# Working data
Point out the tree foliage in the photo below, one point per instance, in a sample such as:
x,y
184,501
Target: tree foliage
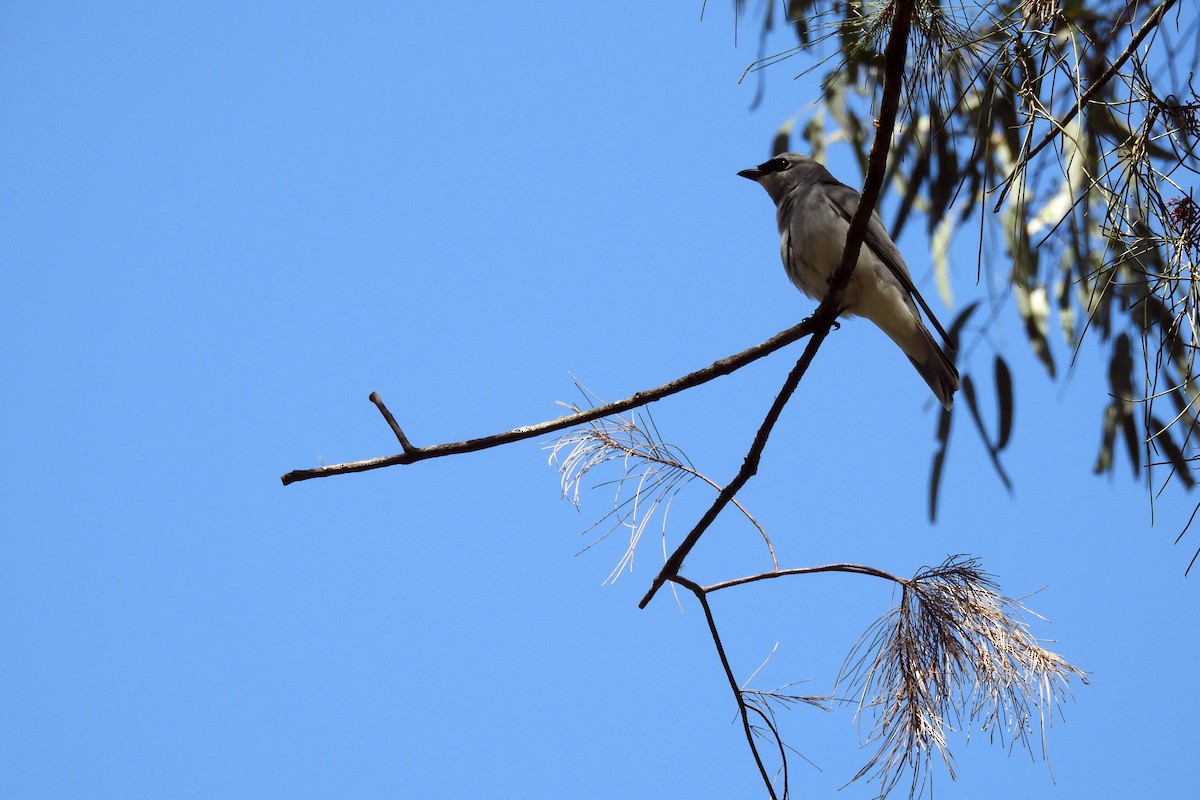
x,y
1066,133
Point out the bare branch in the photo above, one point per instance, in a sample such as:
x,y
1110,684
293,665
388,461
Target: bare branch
x,y
412,455
696,589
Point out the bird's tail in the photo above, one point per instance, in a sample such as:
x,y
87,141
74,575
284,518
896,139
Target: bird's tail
x,y
937,370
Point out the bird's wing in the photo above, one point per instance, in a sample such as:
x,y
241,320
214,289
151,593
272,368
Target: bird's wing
x,y
845,200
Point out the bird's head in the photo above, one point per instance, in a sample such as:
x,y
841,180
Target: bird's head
x,y
785,172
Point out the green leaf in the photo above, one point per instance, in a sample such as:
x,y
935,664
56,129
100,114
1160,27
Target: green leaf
x,y
940,248
1005,402
1108,438
973,407
1035,310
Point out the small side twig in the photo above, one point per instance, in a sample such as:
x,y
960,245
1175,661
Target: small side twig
x,y
412,453
743,710
391,422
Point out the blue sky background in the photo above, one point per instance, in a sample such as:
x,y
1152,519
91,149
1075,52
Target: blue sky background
x,y
225,226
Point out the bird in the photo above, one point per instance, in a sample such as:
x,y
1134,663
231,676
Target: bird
x,y
814,209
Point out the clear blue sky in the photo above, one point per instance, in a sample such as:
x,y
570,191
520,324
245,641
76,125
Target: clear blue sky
x,y
226,223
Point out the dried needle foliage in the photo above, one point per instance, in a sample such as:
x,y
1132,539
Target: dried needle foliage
x,y
651,473
952,655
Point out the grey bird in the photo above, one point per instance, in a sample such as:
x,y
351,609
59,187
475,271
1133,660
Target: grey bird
x,y
814,210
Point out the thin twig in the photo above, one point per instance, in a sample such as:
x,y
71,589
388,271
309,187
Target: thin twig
x,y
412,455
696,589
391,422
856,569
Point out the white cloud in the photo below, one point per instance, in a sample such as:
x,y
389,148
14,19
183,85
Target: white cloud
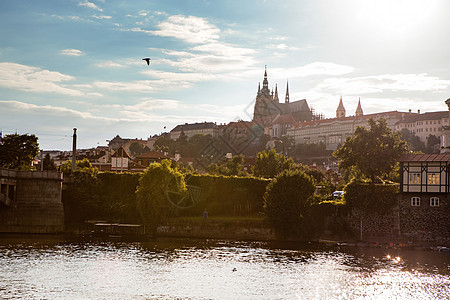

# What is being asked
Set down the material again exactly. Don't carry over any pictures.

# Worked solution
Point out the tree foliage in the photo below, one point per instance, in a sample such as:
x,y
184,501
Target: tree foliage
x,y
1066,133
Point out the bare branch in the photo above, one point per instance, in a sample such as:
x,y
1110,684
293,665
388,461
Target: bare branch
x,y
412,455
696,589
Point out the bird's tail in the photo above, one point per instance, in a sample such as:
x,y
87,141
74,575
284,518
896,139
Target: bird's tail
x,y
937,370
Point out the bird's wing in the photo above, one point per instance, in a sample such as:
x,y
241,320
214,289
151,593
272,368
Target: bird's wing
x,y
845,200
Point out the bird's head in the photo above, one point per instance, in a sample such as:
x,y
841,180
Target: bird's head
x,y
785,172
Point out the green leaf in the photo above, one point per instance, in a sample such as:
x,y
935,664
56,129
100,114
1160,27
Target: green leaf
x,y
940,248
1005,402
1108,438
973,407
1035,310
Point out the small side twig in the photo above, one point per instance, in a sample such as:
x,y
960,245
1175,661
Target: small side twig
x,y
412,453
743,710
391,422
Point out the blue sky background in the photo above, one point per instance, in a sample such as:
x,y
1152,519
91,149
1075,52
Target: blue sky background
x,y
225,226
Point out the bird in the photo above, one point per instance, in a sample such as:
x,y
1134,663
231,676
Target: bird
x,y
814,209
Point out the clear blue sky in the photo above, one point per instance, in a sample such as:
x,y
570,191
520,324
245,641
76,125
Target: clear blue sky
x,y
226,223
Point out the dried needle foliage in the photo above, one point per instance, in a sample such as:
x,y
1132,539
Target: dried needle foliage
x,y
651,473
952,655
Point out the grey bird in the photo above, one point per instance, in a sample such as:
x,y
351,609
59,187
475,271
1133,660
Target: grey bird
x,y
814,210
Point out the thin twig in the photo above, one point per instance, in a sample such as:
x,y
71,589
388,271
309,187
Target: thin twig
x,y
412,455
696,589
391,422
856,569
Point out the white cloud in the photo below, one point per instance, in a sample such as:
x,y
389,148
14,19
183,85
Target: white cloud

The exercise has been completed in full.